Text extract –
'''
The consumer market for HDTVs presents a significant challenge for product designers. To compete for the best-selling brand names, designers must consider both cost and video-performance quality. Even many ASSPs (application-specific standard products) target video-display applications; simply using only a standard IC makes it difficult to differentiate one product from another. Using available low-cost FPGAs to design a proprietary video-enhancement algorithm improves the probability of product success. FPGAs are also more effective than ASICs in shortening the design cycle. Most design groups today design an HDTV system either with a stand-alone FPGA or by coupling an FPGA with an ASSP as a coprocessor. Most FPGAs include hard-coded DSP blocks and internal memories, which form the basic elements for video and image processing.

Basic building blocks

From an architectural point of view, an HDTV usually receives a digital-TV signal from either a terrestrial or a cable/satellite set-top box (Figure 1). The front-end tuner demodulates the RF signal to baseband for video decoding. Typically, the decoder is either MPEG-2 or MPEG-4/H.264. HDTVs must also receive other video-signal sources, such as external-component and composite signals. The internal microcontroller multiplexes and selects all of these video-signal streams for further video processing and enhancement before the video processor maps the video pixels onto the flat-panel display.
'''
Record list –
'''
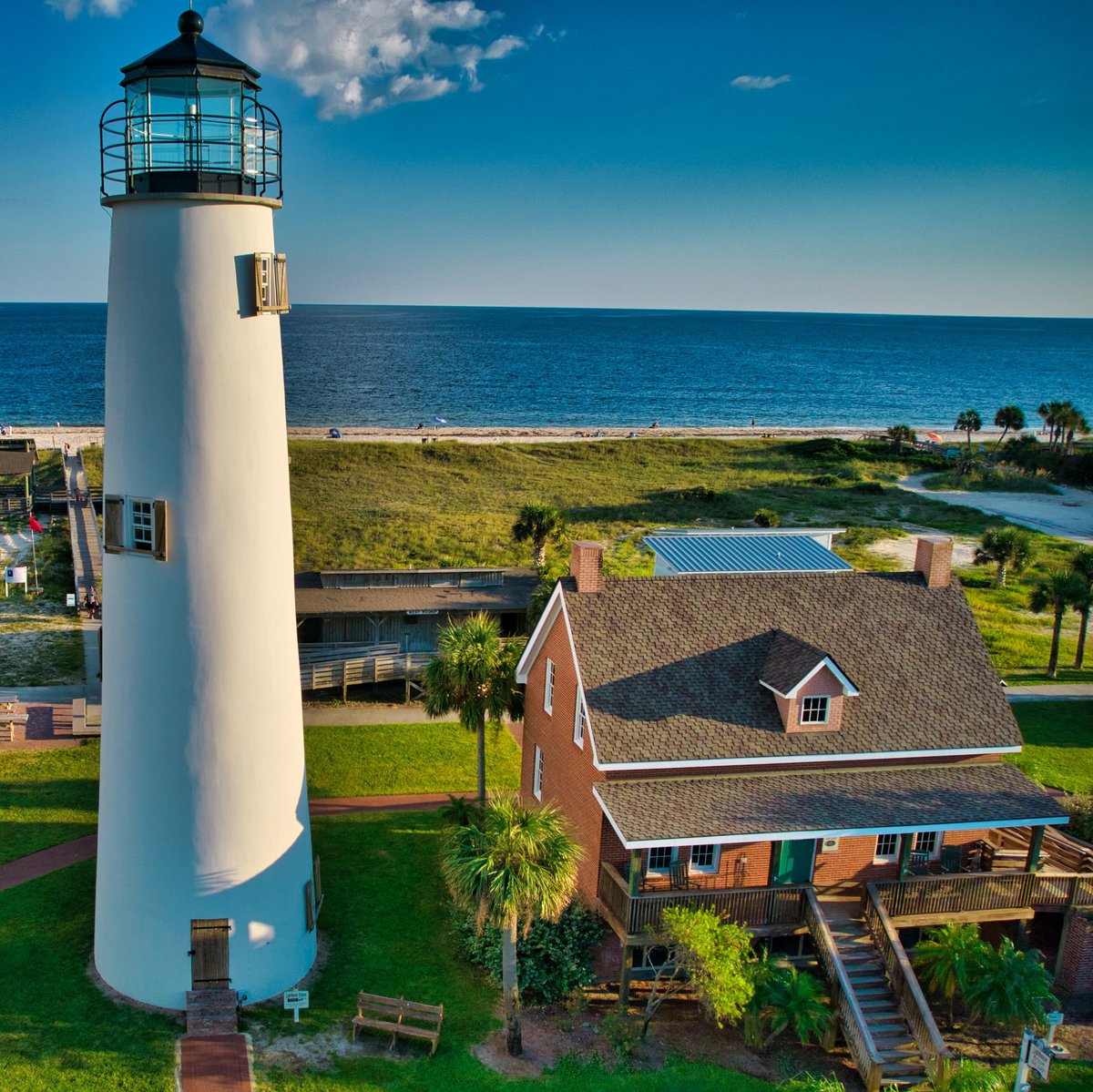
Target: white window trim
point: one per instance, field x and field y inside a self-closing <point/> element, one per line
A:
<point x="549" y="688"/>
<point x="708" y="869"/>
<point x="579" y="721"/>
<point x="881" y="858"/>
<point x="826" y="709"/>
<point x="536" y="775"/>
<point x="666" y="870"/>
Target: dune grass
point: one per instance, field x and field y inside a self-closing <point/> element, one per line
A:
<point x="369" y="760"/>
<point x="47" y="797"/>
<point x="1058" y="743"/>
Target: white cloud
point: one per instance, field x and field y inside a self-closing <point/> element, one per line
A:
<point x="72" y="8"/>
<point x="759" y="82"/>
<point x="362" y="56"/>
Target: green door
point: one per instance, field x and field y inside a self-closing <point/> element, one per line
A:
<point x="793" y="862"/>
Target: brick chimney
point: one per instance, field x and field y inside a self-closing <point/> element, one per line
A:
<point x="586" y="566"/>
<point x="934" y="558"/>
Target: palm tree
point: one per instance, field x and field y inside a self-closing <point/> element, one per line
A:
<point x="1081" y="564"/>
<point x="945" y="960"/>
<point x="1010" y="547"/>
<point x="1010" y="987"/>
<point x="968" y="421"/>
<point x="475" y="673"/>
<point x="536" y="524"/>
<point x="1060" y="590"/>
<point x="1006" y="418"/>
<point x="515" y="866"/>
<point x="901" y="434"/>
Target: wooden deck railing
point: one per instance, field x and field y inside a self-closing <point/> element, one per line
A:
<point x="957" y="893"/>
<point x="855" y="1028"/>
<point x="757" y="907"/>
<point x="902" y="978"/>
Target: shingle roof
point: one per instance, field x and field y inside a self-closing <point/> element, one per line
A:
<point x="864" y="801"/>
<point x="744" y="553"/>
<point x="670" y="666"/>
<point x="515" y="594"/>
<point x="788" y="661"/>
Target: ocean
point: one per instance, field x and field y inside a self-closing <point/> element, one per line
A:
'''
Set exercise A –
Answer these questions from the text on HDTV design:
(i) Besides cost, what must designers consider to compete for the best-selling brand names?
(ii) Which two features of most FPGAs form the basic elements for video and image processing?
(iii) Which decoders are typically used for video decoding?
Set exercise B –
List every part of the HDTV itself that the "Basic building blocks" section of the HDTV design text names as handling the video signal.
Set exercise C –
Carry on the text about HDTV design from the point where it ends.
The records play no part in the work that comes next.

Exercise answer A –
(i) Video-performance quality.
(ii) Hard-coded DSP blocks and internal memories.
(iii) MPEG-2 or MPEG-4/H.264.

Exercise answer B –
- Front-end tuner
- Decoder (MPEG-2 or MPEG-4/H.264)
- Internal microcontroller
- Video processor
- Flat-panel display

Exercise answer C –
One of the components of a video processor is a deinterlacer, which converts interlaced video to progressive video using a variety of algorithms. Television standards, such as PAL (phase-alternation line) and NTSC (National Television System Committee), commonly use interlaced video, but LCDs require progressive video, which is often more useful for subsequent image-processing functions. The basic algorithm for progressive video is the bob-or-weave algorithm. Weave deinterlacing creates an output frame by filling all of the missing lines in the current input field with lines from the previous input field. This option provides adequate results for the still parts of an image but unpleasant artifacts for the motion parts. Weave deinterlacing also requires frame-buffer storage in either on- or off-chip memory, depending on the device, to allow the weaving together of lines from different fields. For this reason, the weave deinterlacer requires a built-in triple-buffering function. Bob deinterlacing vertically scales up input fields by a factor of two. The two types of scaling for bob deinterlacing are scan-line duplication and scan-line interpolation. Scan-line duplication simply scales by twice repeating each scan line in Input Field 0 to create the output frame and discarding Input Field 1. Scan-line interpolation re-creates the lines missing from Input Field 0 by performing an unweighted mean of the lines above and below them and discarding Input Field 1. At the bottom of Field 0, only one line is available. The interpolator merely replicates this line as in scan-line duplication.

Another enhancement algorithm, motion-adaptive deinterlacing, involves a progressive-scan-video sequence consisting of a 3-D array of data in the horizontal, vertical, and temporal dimensions (Figure 2). In the absence of motion, the deinterlacer identically reconstructs the interlaced sequences. In a fast-motion-video sequence, the motion detector uses the deinterlacer to separate stationary or moving areas within the same video frame. The motion-detection output uses this deinterlacer as a trigger to select either a spatial interpolation or a temporal interpolation to generate a progressive video.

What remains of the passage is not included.